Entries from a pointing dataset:
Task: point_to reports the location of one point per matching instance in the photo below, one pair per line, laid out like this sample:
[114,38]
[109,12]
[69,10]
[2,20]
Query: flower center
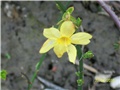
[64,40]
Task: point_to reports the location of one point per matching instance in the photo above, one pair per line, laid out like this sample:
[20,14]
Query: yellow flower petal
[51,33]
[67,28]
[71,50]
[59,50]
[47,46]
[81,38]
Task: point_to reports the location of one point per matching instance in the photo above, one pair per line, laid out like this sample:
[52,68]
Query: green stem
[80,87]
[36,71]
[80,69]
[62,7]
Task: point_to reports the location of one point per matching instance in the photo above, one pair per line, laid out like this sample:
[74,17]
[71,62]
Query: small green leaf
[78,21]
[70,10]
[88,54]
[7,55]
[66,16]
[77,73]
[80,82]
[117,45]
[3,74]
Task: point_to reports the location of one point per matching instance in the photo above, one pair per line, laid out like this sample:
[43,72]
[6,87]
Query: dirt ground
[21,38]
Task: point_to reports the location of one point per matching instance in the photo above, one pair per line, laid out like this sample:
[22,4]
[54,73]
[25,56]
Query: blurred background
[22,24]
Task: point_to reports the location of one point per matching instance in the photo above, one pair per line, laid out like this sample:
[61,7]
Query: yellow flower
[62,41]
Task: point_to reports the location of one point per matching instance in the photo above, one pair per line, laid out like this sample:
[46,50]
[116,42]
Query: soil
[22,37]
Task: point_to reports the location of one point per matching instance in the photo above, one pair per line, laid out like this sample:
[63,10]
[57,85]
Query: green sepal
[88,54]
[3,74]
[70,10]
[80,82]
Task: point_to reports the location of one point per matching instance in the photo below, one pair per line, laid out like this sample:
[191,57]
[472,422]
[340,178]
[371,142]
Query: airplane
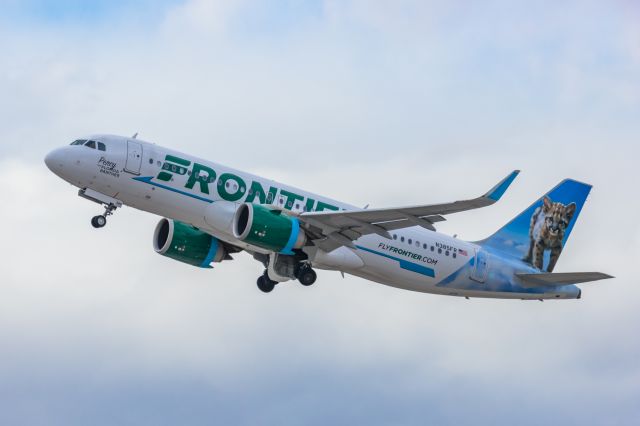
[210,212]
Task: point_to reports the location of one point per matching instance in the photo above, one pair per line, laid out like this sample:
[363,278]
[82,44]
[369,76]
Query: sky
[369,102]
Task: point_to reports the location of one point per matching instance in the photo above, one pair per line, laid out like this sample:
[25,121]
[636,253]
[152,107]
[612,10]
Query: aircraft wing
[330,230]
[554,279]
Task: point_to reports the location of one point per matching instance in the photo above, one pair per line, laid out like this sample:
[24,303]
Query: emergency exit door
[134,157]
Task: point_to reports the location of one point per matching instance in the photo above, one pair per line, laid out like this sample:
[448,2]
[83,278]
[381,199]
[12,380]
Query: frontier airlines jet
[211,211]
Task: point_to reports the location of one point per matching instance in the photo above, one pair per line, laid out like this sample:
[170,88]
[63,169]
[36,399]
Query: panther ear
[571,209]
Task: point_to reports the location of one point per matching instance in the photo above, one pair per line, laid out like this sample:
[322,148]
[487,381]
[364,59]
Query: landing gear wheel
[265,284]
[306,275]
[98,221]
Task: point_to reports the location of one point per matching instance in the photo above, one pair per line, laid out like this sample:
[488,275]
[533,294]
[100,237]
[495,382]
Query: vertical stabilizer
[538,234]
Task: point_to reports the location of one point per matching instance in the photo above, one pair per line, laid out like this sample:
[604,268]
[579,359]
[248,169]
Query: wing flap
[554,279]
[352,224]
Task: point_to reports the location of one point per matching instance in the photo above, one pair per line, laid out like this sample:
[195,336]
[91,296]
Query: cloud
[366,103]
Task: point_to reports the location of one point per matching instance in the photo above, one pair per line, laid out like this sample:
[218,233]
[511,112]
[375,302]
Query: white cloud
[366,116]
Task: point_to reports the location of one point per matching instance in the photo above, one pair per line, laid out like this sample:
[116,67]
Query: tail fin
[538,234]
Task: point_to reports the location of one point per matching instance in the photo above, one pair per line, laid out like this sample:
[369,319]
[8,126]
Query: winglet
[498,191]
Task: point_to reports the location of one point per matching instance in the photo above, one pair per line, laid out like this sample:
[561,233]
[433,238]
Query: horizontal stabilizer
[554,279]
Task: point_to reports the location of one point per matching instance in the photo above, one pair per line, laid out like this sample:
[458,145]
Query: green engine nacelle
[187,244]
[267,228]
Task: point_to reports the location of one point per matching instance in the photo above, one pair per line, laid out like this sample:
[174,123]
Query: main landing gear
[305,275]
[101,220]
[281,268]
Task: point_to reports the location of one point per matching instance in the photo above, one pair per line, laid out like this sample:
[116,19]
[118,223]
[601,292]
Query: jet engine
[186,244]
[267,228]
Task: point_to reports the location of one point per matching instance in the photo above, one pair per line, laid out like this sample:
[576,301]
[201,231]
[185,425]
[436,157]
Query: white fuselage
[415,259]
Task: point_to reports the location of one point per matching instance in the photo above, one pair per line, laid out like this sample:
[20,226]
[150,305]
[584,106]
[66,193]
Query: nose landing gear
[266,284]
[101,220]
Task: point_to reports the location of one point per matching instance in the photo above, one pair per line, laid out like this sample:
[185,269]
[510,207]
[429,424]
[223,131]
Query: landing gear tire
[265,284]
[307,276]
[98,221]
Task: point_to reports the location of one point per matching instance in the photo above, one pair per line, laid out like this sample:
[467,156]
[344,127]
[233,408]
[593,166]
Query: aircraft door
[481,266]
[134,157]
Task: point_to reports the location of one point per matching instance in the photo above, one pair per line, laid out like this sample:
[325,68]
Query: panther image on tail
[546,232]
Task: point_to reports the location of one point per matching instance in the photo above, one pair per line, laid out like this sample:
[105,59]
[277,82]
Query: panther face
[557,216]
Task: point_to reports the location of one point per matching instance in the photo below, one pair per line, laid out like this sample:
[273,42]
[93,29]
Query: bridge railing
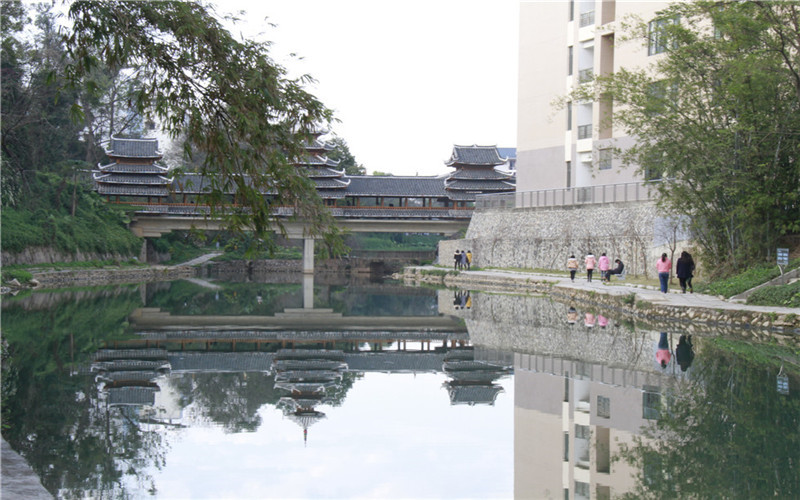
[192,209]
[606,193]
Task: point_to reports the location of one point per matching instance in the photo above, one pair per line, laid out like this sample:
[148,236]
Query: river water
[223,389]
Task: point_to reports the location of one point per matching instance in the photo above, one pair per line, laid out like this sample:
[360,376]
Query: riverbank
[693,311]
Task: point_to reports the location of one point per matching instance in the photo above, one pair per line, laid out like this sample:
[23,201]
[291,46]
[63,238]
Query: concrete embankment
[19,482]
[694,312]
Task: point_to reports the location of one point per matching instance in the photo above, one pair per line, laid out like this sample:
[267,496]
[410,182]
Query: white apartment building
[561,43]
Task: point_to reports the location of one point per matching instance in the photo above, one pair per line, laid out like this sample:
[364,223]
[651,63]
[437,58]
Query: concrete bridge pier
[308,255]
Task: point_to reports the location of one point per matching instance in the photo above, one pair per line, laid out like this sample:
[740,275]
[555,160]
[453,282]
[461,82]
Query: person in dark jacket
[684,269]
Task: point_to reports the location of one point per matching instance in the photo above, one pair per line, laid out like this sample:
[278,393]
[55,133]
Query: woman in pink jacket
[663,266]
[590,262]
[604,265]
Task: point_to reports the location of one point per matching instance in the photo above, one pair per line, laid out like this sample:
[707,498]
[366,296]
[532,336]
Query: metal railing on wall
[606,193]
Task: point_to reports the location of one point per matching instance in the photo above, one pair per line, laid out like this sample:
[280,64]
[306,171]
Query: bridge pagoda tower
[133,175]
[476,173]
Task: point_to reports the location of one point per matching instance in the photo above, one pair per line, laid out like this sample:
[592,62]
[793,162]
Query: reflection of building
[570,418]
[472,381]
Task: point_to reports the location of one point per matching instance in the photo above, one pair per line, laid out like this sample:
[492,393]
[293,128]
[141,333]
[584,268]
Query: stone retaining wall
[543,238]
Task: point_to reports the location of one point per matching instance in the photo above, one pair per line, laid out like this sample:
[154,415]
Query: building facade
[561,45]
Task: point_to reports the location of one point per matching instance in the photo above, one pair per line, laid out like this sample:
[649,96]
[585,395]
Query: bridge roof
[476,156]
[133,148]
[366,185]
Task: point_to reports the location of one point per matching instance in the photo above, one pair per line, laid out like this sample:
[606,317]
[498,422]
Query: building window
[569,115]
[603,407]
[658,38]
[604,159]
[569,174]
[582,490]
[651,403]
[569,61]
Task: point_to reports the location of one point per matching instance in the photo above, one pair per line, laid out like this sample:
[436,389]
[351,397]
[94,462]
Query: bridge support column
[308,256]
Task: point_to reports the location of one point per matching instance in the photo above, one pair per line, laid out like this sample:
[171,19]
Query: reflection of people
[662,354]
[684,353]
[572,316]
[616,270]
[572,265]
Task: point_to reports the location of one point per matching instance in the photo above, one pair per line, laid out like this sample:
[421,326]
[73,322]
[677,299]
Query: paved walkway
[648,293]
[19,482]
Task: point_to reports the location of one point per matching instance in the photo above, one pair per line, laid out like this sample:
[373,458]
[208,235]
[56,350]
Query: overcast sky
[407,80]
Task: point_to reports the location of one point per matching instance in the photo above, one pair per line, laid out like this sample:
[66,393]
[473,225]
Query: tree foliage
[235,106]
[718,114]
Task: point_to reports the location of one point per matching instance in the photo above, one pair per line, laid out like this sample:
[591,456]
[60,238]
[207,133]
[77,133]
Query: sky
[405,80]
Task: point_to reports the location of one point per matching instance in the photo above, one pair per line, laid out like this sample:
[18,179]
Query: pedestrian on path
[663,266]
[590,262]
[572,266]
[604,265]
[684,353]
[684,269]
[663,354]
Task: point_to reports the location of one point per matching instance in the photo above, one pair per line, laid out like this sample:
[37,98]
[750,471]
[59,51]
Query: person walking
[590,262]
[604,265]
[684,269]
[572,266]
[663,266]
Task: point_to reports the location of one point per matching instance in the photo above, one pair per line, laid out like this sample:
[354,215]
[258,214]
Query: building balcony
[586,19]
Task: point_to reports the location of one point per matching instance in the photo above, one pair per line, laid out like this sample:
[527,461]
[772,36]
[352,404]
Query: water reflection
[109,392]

* * *

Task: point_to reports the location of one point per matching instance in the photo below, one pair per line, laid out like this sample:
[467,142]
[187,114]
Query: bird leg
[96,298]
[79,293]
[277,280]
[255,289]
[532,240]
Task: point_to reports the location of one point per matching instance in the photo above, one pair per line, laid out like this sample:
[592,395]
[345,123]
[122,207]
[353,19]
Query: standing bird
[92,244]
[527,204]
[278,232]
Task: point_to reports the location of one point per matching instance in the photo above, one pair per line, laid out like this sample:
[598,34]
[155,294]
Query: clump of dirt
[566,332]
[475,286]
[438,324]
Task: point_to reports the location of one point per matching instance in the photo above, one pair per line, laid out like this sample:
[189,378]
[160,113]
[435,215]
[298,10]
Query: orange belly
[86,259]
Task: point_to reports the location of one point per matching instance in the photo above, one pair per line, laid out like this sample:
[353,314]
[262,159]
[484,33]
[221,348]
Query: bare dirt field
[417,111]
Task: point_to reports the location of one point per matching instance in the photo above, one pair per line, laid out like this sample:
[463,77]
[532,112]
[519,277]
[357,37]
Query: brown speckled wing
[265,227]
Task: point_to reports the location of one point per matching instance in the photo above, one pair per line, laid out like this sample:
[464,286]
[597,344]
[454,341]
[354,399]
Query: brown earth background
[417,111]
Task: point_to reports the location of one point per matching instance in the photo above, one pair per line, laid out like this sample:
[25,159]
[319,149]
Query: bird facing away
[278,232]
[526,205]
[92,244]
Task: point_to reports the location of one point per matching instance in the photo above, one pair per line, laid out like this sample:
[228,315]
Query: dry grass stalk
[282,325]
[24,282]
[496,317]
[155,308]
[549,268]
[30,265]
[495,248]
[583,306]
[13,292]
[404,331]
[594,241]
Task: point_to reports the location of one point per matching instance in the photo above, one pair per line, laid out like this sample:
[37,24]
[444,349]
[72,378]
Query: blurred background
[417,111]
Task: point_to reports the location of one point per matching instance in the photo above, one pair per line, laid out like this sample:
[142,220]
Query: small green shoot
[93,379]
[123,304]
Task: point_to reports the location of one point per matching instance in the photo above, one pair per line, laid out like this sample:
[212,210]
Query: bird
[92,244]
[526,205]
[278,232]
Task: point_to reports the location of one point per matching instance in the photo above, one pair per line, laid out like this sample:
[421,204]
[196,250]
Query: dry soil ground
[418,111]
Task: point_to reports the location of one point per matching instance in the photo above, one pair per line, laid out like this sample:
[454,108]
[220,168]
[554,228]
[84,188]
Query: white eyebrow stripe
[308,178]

...

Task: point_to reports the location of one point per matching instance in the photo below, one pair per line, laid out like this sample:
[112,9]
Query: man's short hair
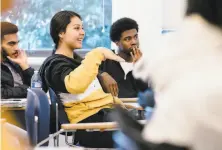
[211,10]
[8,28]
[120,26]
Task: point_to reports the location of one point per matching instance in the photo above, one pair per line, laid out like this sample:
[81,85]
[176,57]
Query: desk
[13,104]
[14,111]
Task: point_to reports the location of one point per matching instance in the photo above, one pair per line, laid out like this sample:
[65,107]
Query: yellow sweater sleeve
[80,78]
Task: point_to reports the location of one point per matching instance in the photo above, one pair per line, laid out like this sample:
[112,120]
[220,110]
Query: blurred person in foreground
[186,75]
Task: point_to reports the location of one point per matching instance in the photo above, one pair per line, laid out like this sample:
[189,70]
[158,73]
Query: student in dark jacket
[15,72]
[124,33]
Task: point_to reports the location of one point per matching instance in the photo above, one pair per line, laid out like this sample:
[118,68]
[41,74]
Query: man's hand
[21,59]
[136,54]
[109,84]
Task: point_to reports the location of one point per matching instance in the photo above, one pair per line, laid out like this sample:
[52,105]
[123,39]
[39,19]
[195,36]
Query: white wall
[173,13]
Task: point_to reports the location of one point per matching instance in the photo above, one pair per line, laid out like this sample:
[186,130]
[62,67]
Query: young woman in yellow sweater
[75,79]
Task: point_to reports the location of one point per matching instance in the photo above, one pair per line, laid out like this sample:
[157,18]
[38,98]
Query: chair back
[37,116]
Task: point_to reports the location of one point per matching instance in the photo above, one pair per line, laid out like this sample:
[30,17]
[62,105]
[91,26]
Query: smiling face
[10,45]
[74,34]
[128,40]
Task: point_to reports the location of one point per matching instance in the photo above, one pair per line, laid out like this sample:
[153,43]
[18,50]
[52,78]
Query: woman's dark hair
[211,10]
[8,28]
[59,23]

> _Instructions for the task_
Pull out each line of the items above that contains the string "stabilizer", treating uppercase and lowercase as different.

> _Solution to this task_
Query: vertical stabilizer
Query: horizontal stabilizer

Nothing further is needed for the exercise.